Items from a dataset:
::::::::::

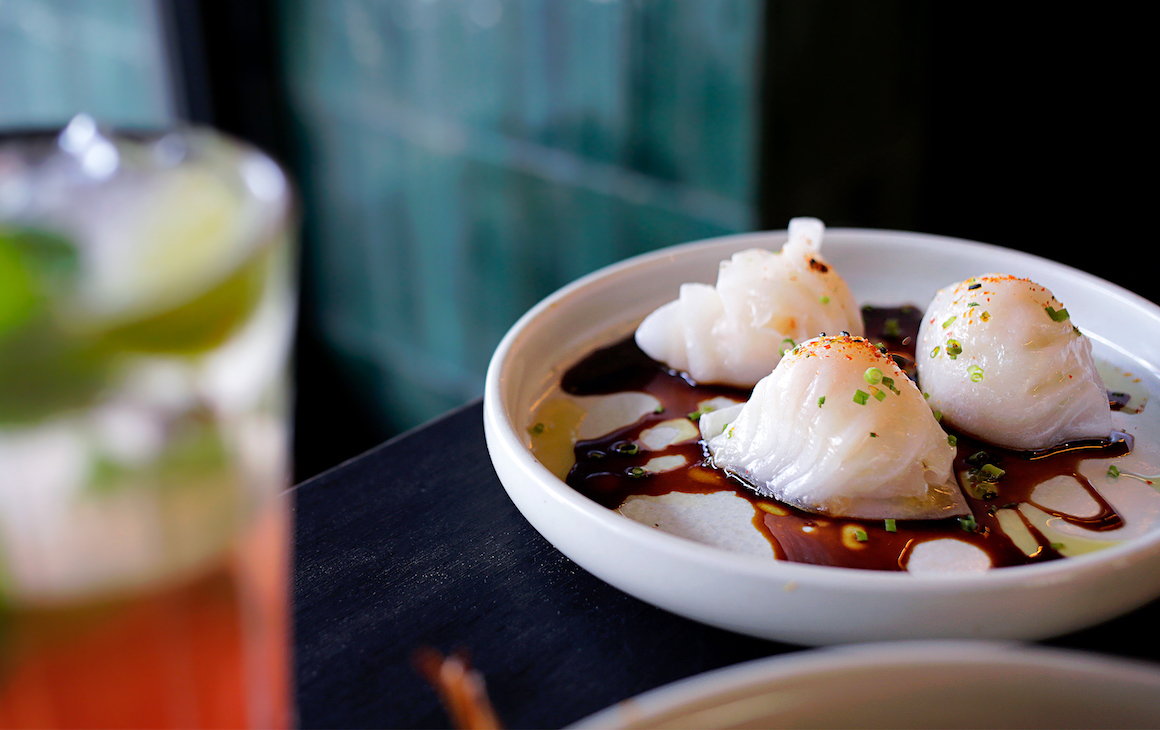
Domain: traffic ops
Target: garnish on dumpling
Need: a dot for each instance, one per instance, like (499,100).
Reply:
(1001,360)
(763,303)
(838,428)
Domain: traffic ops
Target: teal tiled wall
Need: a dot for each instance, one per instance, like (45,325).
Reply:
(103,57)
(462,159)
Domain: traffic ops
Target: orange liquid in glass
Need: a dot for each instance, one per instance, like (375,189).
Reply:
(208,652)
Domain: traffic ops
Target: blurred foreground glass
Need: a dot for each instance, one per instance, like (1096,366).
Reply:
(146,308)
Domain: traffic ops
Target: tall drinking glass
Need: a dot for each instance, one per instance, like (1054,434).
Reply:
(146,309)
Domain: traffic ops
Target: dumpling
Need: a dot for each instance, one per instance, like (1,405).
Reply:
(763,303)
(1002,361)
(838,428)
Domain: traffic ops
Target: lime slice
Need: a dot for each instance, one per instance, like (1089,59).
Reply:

::::::::::

* **EXERCISE BRIEF**:
Reproduce every row above word for word, leaving the pictures out of your answer.

* **WORKED SOLUTION**:
Domain: traffic ops
Target: garnish on dumpling
Need: a dot for each instance, one per instance, like (499,100).
Reply:
(1001,360)
(763,303)
(838,428)
Domain: traffic ops
Target: teal tiled wall
Need: a dot for each instance, one per instance, like (45,325).
Reply:
(103,57)
(462,159)
Domain: traffic ops
Target: orange liquid in glass
Need: a dot for each instance, one per instance, like (375,189).
Reply:
(208,652)
Domain: traffic ops
Target: blurred foreground glass
Need: a dot for each instance, one per instance, like (1096,366).
Reply:
(146,308)
Domain: traffic ops
Target: tall drinking glass
Need: a dot for each instance, one per instance, like (1054,434).
Reply:
(146,309)
Domain: traffic ops
Target: dumpling
Need: a dot for each instance, one per instance, like (1,405).
Reply:
(763,303)
(1002,361)
(838,428)
Domain: traffic ops
Target: lime slice
Need: a dot for each instance, one per instance, like (1089,59).
Reply:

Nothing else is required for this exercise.